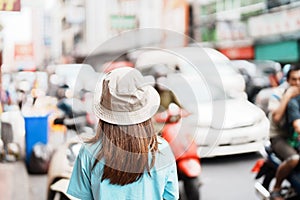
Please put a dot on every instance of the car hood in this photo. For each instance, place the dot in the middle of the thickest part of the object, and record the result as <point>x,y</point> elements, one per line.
<point>229,114</point>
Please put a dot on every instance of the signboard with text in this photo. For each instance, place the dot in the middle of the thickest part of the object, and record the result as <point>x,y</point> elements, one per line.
<point>24,57</point>
<point>10,5</point>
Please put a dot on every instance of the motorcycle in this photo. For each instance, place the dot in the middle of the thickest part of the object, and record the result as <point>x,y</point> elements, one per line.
<point>185,150</point>
<point>265,170</point>
<point>62,161</point>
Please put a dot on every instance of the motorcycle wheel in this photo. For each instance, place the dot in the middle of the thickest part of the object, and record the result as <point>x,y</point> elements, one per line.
<point>268,179</point>
<point>191,188</point>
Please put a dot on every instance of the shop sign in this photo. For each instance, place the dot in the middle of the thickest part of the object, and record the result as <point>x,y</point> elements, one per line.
<point>10,5</point>
<point>238,53</point>
<point>24,57</point>
<point>275,23</point>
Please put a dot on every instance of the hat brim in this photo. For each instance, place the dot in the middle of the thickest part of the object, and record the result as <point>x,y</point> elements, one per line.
<point>133,117</point>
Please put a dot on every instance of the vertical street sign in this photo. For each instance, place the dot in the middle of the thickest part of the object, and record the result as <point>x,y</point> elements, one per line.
<point>10,5</point>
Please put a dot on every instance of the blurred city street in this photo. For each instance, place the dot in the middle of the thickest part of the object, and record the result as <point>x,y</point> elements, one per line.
<point>218,61</point>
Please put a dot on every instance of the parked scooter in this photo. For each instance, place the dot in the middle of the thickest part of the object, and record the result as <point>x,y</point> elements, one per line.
<point>265,170</point>
<point>185,150</point>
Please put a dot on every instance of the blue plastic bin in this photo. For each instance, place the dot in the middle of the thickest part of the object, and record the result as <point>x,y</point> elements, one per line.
<point>36,130</point>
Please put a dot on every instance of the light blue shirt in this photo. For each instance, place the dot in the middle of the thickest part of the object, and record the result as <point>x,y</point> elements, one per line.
<point>86,183</point>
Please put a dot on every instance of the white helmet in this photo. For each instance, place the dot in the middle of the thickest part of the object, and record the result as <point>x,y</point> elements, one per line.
<point>173,109</point>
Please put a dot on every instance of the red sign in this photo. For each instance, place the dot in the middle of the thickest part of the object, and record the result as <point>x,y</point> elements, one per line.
<point>10,5</point>
<point>239,53</point>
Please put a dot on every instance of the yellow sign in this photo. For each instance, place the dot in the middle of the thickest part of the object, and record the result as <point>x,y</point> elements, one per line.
<point>10,5</point>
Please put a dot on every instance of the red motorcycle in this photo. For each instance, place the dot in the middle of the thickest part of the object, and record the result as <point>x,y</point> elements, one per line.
<point>184,149</point>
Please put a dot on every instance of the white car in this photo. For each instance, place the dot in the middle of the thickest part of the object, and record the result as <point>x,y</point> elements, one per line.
<point>222,121</point>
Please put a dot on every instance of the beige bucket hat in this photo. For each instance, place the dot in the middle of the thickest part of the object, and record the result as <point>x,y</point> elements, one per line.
<point>127,97</point>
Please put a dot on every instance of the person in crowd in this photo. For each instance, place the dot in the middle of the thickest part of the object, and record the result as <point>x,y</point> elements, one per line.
<point>279,133</point>
<point>126,159</point>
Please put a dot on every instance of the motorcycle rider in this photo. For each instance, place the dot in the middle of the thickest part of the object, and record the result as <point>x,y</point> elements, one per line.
<point>182,147</point>
<point>278,128</point>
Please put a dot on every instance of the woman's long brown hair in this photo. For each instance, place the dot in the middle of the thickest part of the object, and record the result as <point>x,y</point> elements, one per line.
<point>125,150</point>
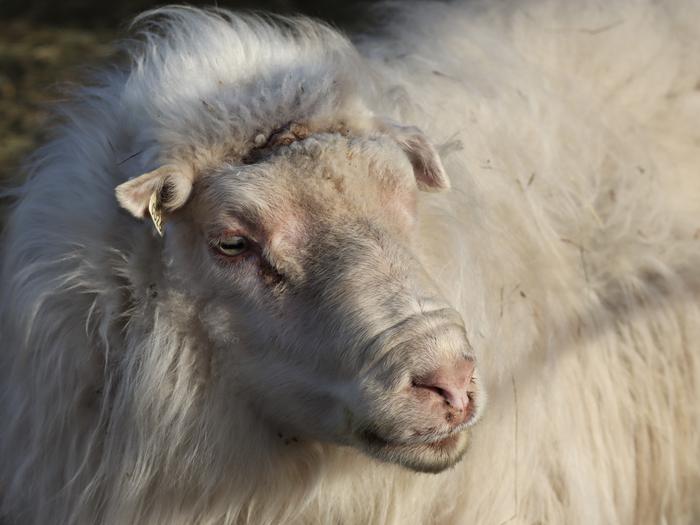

◆ ◆ ◆ ◆ ◆ ◆ ◆

Rewrite only the lines between the one containing "Please put a dot on every instance of the white car" and the one containing "<point>278,128</point>", inclusive. Keep all wording unchanged, but offset every x and y coordinate in the answer points by adding 81.

Please put a dot on every instance of the white car in this photo. For each instance, place the dot in the middle of the thickest part of the object, and record the result as <point>x,y</point> elements, one per line.
<point>303,202</point>
Please put a dot on every instance of the beige bucket hat in this photo. For each instance, place the dot in the middle of the thickest part of the object, and record the result as <point>x,y</point> elements, one per line.
<point>208,178</point>
Please put a dot on every instance of the person in crowd in this photo. For each instance, place the dot in the middle of the thickest part of the object, and record the result as <point>x,y</point> elements, one per line.
<point>360,214</point>
<point>207,240</point>
Please put a dot on every instance of the motorcycle rider in this photo. For each instance, place the dot in the middle of the thickest part of the object, and record the result as <point>x,y</point> elements, one per line.
<point>263,228</point>
<point>359,209</point>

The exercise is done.